◆ GIVEN TEXT:
-----

I saw a ‘bee’ hovering over our flowers and thought that it might have been a native bee because it didn’t look like a honey bee - I have been trying to attract the native bees with safe places to nest etc. However as it turns out this little creature was a Hoverfly. It was hovering! Don't be fooled bees hover too but there are differences between bees and flies that help you identify them - if you can get close enough!  I put a pic of both a honey bee and a hoverfly below to show you.


This is a Hoverfly. They have huge round eyes whereas the bees’ are more slit-like. And Hoverflies have short antennae but their 2 wings are longer than their bodies. 


You can’t see the bee’s eyes because he has his head buried in the flower so you’ll just have to trust me. But you can see that his wings (they have 4) are shorter than his body. Bees have very furry bodies but the Hoverflies are smoother except for a cute little ruff of hairs around their necks. 
Unlike bees, hoverflies don’t collect pollen to feed their young but they can be useful flower pollinators and help control things like aphids in the garden. Please come visit my garden - all of you!
Here you might be able to make out that we’ve taken over the table with irrigated pots of herbs and flowering plants - to attract the insects. Insects and fungi, and of course birds, they’re all essential in creating a healthy balance. I'm still working on it!

-----

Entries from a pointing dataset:
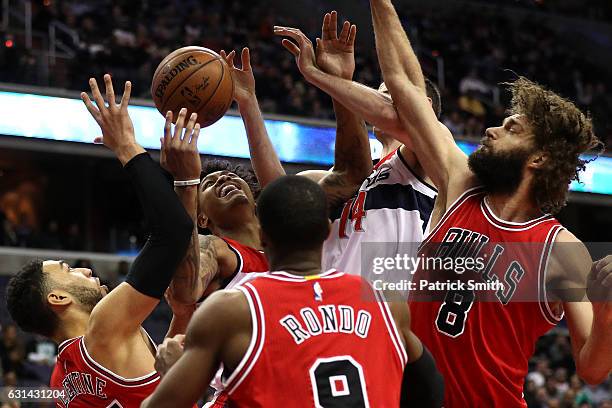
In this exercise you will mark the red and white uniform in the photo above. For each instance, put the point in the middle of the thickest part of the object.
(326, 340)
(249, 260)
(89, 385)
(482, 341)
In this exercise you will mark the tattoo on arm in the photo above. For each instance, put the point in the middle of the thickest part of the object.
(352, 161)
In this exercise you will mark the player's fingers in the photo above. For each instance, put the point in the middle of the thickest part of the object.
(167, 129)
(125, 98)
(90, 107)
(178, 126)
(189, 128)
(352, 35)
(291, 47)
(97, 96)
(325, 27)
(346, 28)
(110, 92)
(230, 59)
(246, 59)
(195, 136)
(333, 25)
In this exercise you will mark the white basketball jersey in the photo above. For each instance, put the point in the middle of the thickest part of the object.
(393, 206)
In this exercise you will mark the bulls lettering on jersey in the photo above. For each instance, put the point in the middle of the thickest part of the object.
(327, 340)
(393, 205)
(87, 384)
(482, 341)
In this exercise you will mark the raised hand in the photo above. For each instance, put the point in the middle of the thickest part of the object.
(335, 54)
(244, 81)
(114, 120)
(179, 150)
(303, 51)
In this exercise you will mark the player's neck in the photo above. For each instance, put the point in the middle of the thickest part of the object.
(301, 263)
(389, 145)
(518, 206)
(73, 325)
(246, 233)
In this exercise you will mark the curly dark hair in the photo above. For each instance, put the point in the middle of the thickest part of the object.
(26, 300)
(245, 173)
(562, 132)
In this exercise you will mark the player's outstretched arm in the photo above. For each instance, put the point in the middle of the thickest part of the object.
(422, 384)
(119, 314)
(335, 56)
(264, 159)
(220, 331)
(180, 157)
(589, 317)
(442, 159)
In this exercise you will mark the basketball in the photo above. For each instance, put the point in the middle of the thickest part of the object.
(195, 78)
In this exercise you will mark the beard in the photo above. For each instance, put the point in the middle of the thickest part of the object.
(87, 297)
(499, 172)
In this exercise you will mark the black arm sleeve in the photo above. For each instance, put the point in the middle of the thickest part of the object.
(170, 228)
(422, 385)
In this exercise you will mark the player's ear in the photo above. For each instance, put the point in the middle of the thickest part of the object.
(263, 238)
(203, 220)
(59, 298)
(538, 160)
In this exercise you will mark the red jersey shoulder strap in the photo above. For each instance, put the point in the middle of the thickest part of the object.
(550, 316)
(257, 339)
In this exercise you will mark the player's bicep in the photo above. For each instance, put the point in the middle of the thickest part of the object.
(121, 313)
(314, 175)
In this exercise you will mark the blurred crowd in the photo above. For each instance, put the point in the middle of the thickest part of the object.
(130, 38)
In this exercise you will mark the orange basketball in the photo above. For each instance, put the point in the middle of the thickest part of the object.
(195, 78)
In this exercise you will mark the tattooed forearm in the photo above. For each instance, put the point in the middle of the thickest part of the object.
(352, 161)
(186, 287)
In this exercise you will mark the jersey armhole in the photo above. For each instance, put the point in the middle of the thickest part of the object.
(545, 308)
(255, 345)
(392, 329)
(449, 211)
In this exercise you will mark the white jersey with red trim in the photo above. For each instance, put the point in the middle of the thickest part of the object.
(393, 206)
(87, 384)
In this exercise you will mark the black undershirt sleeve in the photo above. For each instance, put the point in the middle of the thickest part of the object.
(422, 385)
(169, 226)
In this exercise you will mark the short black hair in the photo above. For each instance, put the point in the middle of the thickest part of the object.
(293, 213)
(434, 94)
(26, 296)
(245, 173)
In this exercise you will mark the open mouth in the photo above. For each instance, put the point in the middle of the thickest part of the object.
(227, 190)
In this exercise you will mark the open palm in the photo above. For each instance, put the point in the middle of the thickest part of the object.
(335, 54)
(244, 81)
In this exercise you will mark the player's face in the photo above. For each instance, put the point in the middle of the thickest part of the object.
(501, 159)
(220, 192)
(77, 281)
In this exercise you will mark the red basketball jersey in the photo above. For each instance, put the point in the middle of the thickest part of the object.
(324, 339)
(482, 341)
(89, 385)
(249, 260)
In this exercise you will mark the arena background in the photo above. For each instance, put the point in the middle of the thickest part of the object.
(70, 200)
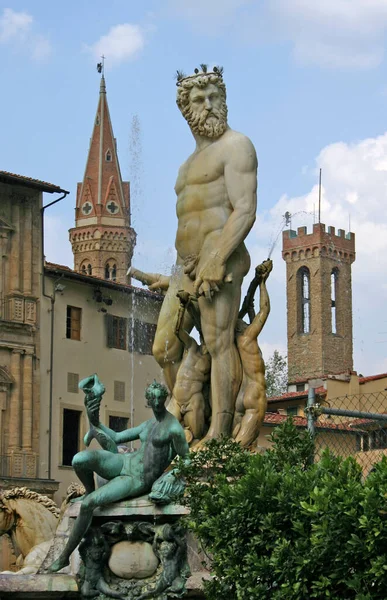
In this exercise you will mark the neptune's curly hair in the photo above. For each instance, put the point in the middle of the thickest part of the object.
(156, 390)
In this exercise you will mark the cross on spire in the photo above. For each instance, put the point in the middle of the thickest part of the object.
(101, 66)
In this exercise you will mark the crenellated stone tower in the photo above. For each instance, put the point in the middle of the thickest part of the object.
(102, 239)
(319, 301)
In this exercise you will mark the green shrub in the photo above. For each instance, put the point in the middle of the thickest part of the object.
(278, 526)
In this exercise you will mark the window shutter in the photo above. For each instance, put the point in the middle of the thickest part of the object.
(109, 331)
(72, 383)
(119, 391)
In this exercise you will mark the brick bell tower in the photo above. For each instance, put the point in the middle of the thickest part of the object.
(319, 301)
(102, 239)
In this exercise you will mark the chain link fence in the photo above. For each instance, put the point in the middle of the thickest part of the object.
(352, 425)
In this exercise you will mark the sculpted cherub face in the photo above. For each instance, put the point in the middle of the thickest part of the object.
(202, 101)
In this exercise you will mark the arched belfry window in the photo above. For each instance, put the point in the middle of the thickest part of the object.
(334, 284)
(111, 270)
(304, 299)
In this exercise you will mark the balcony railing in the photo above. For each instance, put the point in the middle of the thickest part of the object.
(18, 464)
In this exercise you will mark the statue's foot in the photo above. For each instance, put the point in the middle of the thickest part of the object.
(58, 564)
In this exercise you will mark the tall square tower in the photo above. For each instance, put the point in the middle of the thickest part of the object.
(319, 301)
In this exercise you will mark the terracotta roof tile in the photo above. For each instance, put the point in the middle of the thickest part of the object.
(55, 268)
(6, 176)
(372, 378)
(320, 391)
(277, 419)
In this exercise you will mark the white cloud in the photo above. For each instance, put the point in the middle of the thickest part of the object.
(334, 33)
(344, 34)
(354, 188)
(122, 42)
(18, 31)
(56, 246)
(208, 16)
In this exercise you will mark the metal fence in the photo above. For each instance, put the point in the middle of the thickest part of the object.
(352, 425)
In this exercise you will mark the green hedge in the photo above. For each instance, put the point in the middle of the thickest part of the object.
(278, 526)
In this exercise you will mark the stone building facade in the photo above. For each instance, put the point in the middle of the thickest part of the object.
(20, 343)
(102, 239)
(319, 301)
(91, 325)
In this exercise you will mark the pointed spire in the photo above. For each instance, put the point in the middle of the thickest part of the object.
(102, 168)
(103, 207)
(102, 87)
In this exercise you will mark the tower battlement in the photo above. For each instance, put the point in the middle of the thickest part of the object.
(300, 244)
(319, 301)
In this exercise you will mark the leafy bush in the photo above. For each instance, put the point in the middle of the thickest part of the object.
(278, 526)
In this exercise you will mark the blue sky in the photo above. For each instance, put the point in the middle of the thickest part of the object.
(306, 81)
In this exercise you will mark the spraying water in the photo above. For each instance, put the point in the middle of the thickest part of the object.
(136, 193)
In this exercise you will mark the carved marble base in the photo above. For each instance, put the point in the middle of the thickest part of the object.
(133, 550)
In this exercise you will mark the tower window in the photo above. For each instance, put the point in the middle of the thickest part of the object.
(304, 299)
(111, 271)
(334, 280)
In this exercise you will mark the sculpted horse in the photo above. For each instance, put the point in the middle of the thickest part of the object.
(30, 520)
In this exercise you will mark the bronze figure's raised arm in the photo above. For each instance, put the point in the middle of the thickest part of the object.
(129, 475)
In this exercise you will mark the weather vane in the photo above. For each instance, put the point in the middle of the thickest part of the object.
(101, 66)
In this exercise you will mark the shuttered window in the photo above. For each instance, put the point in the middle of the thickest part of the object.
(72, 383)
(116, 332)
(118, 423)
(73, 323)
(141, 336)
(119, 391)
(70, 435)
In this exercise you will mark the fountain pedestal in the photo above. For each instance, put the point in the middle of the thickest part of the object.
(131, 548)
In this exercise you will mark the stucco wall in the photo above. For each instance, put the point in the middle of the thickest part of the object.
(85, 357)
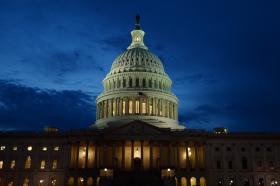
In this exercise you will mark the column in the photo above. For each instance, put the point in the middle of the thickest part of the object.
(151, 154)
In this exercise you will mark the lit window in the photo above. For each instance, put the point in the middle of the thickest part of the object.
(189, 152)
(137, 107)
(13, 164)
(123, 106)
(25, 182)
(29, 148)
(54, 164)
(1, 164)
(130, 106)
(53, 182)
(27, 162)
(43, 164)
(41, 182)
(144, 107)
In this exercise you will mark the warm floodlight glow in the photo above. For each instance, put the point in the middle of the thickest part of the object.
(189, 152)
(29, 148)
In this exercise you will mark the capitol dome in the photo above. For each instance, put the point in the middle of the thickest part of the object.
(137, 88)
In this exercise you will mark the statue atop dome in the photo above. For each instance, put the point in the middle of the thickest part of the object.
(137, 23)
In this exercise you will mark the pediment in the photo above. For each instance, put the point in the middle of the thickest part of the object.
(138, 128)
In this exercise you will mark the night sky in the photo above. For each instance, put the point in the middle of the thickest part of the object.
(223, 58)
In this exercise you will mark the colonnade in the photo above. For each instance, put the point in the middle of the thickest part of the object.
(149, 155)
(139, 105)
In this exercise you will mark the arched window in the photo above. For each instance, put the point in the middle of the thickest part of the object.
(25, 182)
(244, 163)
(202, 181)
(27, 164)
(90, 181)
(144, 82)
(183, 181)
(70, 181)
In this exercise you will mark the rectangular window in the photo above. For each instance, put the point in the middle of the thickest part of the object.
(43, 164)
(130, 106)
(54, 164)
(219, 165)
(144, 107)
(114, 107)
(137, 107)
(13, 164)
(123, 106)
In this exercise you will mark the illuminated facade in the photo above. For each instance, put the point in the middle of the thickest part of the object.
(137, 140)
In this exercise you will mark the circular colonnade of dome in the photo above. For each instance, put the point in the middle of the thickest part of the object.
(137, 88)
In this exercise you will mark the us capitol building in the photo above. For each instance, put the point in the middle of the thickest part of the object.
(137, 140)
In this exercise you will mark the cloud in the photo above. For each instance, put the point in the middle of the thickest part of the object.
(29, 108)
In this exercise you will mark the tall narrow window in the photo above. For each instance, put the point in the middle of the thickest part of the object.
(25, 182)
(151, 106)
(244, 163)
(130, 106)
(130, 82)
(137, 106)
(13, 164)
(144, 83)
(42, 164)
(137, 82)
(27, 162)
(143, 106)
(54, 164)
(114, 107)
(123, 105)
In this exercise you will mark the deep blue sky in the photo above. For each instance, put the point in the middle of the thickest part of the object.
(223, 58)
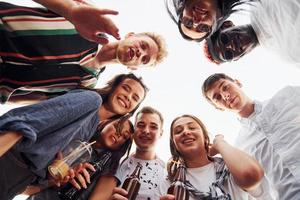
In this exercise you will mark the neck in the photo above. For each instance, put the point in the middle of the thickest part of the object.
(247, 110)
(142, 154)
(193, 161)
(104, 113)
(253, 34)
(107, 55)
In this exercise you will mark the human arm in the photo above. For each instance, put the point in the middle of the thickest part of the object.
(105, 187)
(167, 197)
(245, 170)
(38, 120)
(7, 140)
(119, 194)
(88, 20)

-----

◆ TASKS FOR THIS EXERCISE:
(A) Return the passage of the hoverfly post between "You can’t see" and "all of you!", inclusive.
(B) Report each line of the listing that contains the string "sleeve".

◆ EXERCISE SOLUTIONS:
(A)
You can’t see the bee’s eyes because he has his head buried in the flower so you’ll just have to trust me. But you can see that his wings (they have 4) are shorter than his body. Bees have very furry bodies but the Hoverflies are smoother except for a cute little ruff of hairs around their necks. 
Unlike bees, hoverflies don’t collect pollen to feed their young but they can be useful flower pollinators and help control things like aphids in the garden. Please come visit my garden - all of you!

(B)
In this exercise you will mark the black arm sleeve in the photo above. For each instance, put the point in the middle of the thickest part of the object.
In this exercise you will mark the black undershirt sleeve in the photo above. For each instance, put the point in the middle of the thickest part of the object.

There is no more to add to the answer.